* **What you should do**
Rewrite all of the records below with every "Give the mask of" changed to "Draw the outline of" and everything else left as is. Leave the pictures out of your answer.

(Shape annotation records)

───

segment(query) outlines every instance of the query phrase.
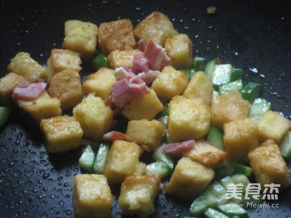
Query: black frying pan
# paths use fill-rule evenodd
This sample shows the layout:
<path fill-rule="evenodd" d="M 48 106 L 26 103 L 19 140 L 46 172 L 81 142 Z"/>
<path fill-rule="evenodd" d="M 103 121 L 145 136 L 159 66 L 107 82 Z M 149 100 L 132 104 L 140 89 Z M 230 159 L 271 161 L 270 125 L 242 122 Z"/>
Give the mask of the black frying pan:
<path fill-rule="evenodd" d="M 261 96 L 275 110 L 291 118 L 291 3 L 264 0 L 22 0 L 1 1 L 0 76 L 19 51 L 45 65 L 51 50 L 60 48 L 64 22 L 69 19 L 98 25 L 130 18 L 135 26 L 153 11 L 167 15 L 180 33 L 187 34 L 193 51 L 210 60 L 220 57 L 244 71 L 244 80 L 263 85 Z M 206 9 L 217 8 L 210 15 Z M 82 76 L 94 70 L 83 64 Z M 0 217 L 73 217 L 73 177 L 81 172 L 80 150 L 48 155 L 38 126 L 17 109 L 0 129 Z M 291 163 L 289 163 L 291 167 Z M 166 179 L 163 181 L 166 182 Z M 113 187 L 118 196 L 118 186 Z M 291 215 L 290 188 L 280 193 L 279 208 L 249 209 L 251 217 Z M 273 202 L 270 201 L 270 203 Z M 192 202 L 165 195 L 155 201 L 151 217 L 189 216 Z M 121 217 L 117 201 L 112 216 Z"/>

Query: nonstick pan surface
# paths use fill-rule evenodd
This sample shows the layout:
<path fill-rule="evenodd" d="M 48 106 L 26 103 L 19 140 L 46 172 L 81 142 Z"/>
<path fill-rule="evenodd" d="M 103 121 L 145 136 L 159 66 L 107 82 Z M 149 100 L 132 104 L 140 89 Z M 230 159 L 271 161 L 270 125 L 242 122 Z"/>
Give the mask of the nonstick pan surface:
<path fill-rule="evenodd" d="M 1 1 L 0 76 L 10 60 L 24 51 L 45 66 L 50 51 L 61 48 L 64 23 L 70 19 L 99 25 L 129 18 L 135 26 L 154 11 L 166 15 L 179 33 L 192 40 L 195 55 L 242 68 L 246 82 L 260 83 L 261 96 L 274 110 L 291 119 L 291 3 L 289 0 L 6 0 Z M 215 6 L 216 13 L 206 9 Z M 93 73 L 82 64 L 81 76 Z M 72 187 L 81 149 L 63 155 L 47 153 L 37 126 L 17 109 L 0 128 L 0 217 L 74 217 Z M 144 160 L 147 161 L 146 158 Z M 291 163 L 288 166 L 291 167 Z M 168 178 L 163 180 L 166 183 Z M 120 187 L 112 193 L 118 196 Z M 251 217 L 290 217 L 290 188 L 280 193 L 277 208 L 249 208 Z M 193 201 L 161 191 L 152 218 L 190 216 Z M 112 216 L 125 217 L 113 205 Z M 289 217 L 288 217 L 289 216 Z"/>

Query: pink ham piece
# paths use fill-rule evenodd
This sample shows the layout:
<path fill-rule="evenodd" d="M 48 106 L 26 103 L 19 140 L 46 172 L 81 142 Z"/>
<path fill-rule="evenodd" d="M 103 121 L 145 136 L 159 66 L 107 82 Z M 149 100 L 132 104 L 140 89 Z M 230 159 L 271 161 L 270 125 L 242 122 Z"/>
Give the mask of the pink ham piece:
<path fill-rule="evenodd" d="M 158 76 L 161 73 L 161 71 L 158 70 L 149 70 L 147 72 L 140 73 L 137 75 L 146 85 L 151 84 L 155 79 L 157 78 Z"/>
<path fill-rule="evenodd" d="M 145 51 L 146 47 L 146 42 L 145 42 L 145 40 L 142 39 L 140 40 L 137 43 L 137 44 L 138 45 L 138 49 L 143 52 Z"/>
<path fill-rule="evenodd" d="M 135 74 L 126 67 L 117 68 L 115 69 L 114 74 L 117 80 L 124 78 L 130 79 L 135 76 Z"/>
<path fill-rule="evenodd" d="M 133 67 L 137 70 L 134 72 L 147 72 L 149 69 L 149 63 L 144 54 L 137 54 L 133 56 Z"/>
<path fill-rule="evenodd" d="M 103 135 L 103 140 L 107 141 L 113 141 L 114 140 L 125 140 L 125 134 L 117 131 L 112 131 Z"/>
<path fill-rule="evenodd" d="M 47 87 L 46 82 L 30 83 L 27 81 L 21 82 L 13 91 L 13 95 L 17 98 L 27 101 L 36 99 Z"/>
<path fill-rule="evenodd" d="M 137 76 L 129 79 L 124 78 L 112 84 L 112 101 L 119 108 L 123 108 L 135 98 L 141 98 L 149 93 L 149 88 Z"/>
<path fill-rule="evenodd" d="M 153 40 L 149 42 L 144 54 L 148 61 L 150 69 L 152 70 L 161 71 L 171 61 L 167 55 L 166 49 Z"/>
<path fill-rule="evenodd" d="M 195 144 L 195 140 L 188 140 L 182 142 L 167 144 L 162 147 L 162 150 L 170 154 L 178 154 L 185 149 L 192 148 Z"/>

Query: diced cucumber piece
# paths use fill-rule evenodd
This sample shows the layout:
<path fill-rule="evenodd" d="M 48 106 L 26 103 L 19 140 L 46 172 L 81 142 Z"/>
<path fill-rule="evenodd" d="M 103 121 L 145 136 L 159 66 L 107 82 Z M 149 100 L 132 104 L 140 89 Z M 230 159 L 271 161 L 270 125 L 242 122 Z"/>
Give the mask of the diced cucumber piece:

───

* **Output below**
segment(query) outlines every instance of the query phrase.
Query: black frying pan
# paths use fill-rule evenodd
This sample shows the layout:
<path fill-rule="evenodd" d="M 48 106 L 26 103 L 19 140 L 46 172 L 81 142 Z"/>
<path fill-rule="evenodd" d="M 103 121 L 145 136 L 159 66 L 107 82 Z M 149 100 L 132 104 L 140 89 Z M 230 159 L 271 161 L 270 125 L 242 122 Z"/>
Draw the outline of the black frying pan:
<path fill-rule="evenodd" d="M 261 96 L 275 110 L 291 118 L 291 3 L 264 0 L 22 0 L 1 1 L 0 76 L 19 51 L 45 65 L 51 50 L 60 48 L 64 22 L 69 19 L 98 25 L 130 18 L 135 26 L 153 11 L 167 15 L 180 33 L 187 34 L 193 51 L 210 60 L 220 57 L 244 71 L 244 80 L 263 85 Z M 206 9 L 217 8 L 210 15 Z M 82 76 L 94 70 L 83 64 Z M 0 217 L 73 217 L 73 177 L 81 172 L 80 150 L 48 155 L 38 126 L 17 109 L 0 129 Z M 291 163 L 289 163 L 291 167 Z M 166 179 L 163 181 L 166 182 Z M 113 187 L 118 196 L 118 186 Z M 291 215 L 290 188 L 280 193 L 279 208 L 249 209 L 251 217 Z M 273 202 L 270 201 L 270 203 Z M 192 202 L 165 195 L 155 201 L 151 217 L 189 216 Z M 121 217 L 117 201 L 112 216 Z"/>

Query: nonstick pan surface
# paths use fill-rule evenodd
This sample shows the layout:
<path fill-rule="evenodd" d="M 48 106 L 26 103 L 19 140 L 46 172 L 81 142 Z"/>
<path fill-rule="evenodd" d="M 103 121 L 145 136 L 159 66 L 107 82 Z M 149 100 L 132 104 L 140 89 Z M 230 159 L 271 161 L 270 125 L 242 122 Z"/>
Draw the outline of the nonstick pan surface:
<path fill-rule="evenodd" d="M 1 1 L 0 76 L 10 60 L 24 51 L 45 66 L 50 51 L 61 48 L 64 23 L 70 19 L 99 25 L 129 18 L 135 26 L 154 11 L 166 15 L 179 33 L 192 40 L 195 55 L 242 68 L 246 82 L 260 83 L 261 96 L 274 110 L 291 119 L 291 3 L 289 0 L 6 0 Z M 215 6 L 216 13 L 206 9 Z M 93 73 L 82 64 L 81 76 Z M 72 187 L 81 149 L 63 155 L 47 153 L 37 126 L 17 109 L 0 128 L 0 217 L 74 217 Z M 144 160 L 147 161 L 146 158 Z M 291 163 L 288 166 L 291 167 Z M 168 178 L 163 180 L 166 183 Z M 120 187 L 112 193 L 118 196 Z M 251 217 L 290 217 L 290 188 L 280 193 L 277 208 L 249 208 Z M 193 201 L 161 191 L 152 218 L 190 216 Z M 112 216 L 125 217 L 113 205 Z M 289 217 L 288 217 L 289 216 Z"/>

Query: pink ham piece
# paths use fill-rule evenodd
This sample shows the layout:
<path fill-rule="evenodd" d="M 48 106 L 26 103 L 19 140 L 46 172 L 81 142 Z"/>
<path fill-rule="evenodd" d="M 103 121 L 145 136 L 159 66 L 107 82 Z M 149 100 L 132 104 L 140 89 Z M 230 159 L 271 161 L 270 125 L 242 122 Z"/>
Draw the outline of the pink ham piece:
<path fill-rule="evenodd" d="M 158 76 L 161 73 L 161 71 L 158 70 L 149 70 L 147 72 L 140 73 L 137 75 L 146 85 L 151 84 L 155 79 L 157 78 Z"/>
<path fill-rule="evenodd" d="M 145 51 L 146 47 L 146 42 L 145 42 L 145 40 L 142 39 L 140 40 L 137 43 L 137 44 L 138 45 L 138 49 L 143 52 Z"/>
<path fill-rule="evenodd" d="M 135 74 L 126 67 L 117 68 L 115 69 L 114 74 L 117 80 L 124 78 L 130 79 L 135 76 Z"/>
<path fill-rule="evenodd" d="M 133 67 L 137 70 L 134 72 L 147 72 L 149 69 L 149 63 L 144 54 L 137 54 L 133 56 Z"/>
<path fill-rule="evenodd" d="M 103 135 L 103 140 L 107 141 L 113 141 L 114 140 L 125 140 L 125 134 L 117 131 L 112 131 Z"/>
<path fill-rule="evenodd" d="M 47 87 L 46 82 L 30 83 L 27 81 L 21 82 L 13 91 L 13 95 L 17 98 L 27 101 L 36 99 Z"/>
<path fill-rule="evenodd" d="M 137 76 L 129 79 L 124 78 L 112 84 L 112 101 L 119 108 L 123 108 L 135 98 L 141 98 L 149 93 L 149 88 Z"/>
<path fill-rule="evenodd" d="M 153 40 L 149 42 L 144 54 L 148 61 L 150 69 L 152 70 L 161 71 L 171 61 L 167 55 L 166 49 Z"/>
<path fill-rule="evenodd" d="M 195 144 L 195 140 L 188 140 L 182 142 L 167 144 L 162 147 L 162 150 L 170 154 L 178 154 L 185 149 L 192 148 Z"/>

Query: diced cucumber piece
# paths use fill-rule evenodd
This sample shows the layout:
<path fill-rule="evenodd" d="M 48 106 L 26 103 L 19 140 L 46 172 L 81 142 Z"/>
<path fill-rule="evenodd" d="M 103 121 L 145 136 L 159 66 L 107 82 Z M 149 100 L 132 104 L 140 89 Z M 230 159 L 271 161 L 270 125 L 242 122 Z"/>
Draw the outline of the diced cucumber piece:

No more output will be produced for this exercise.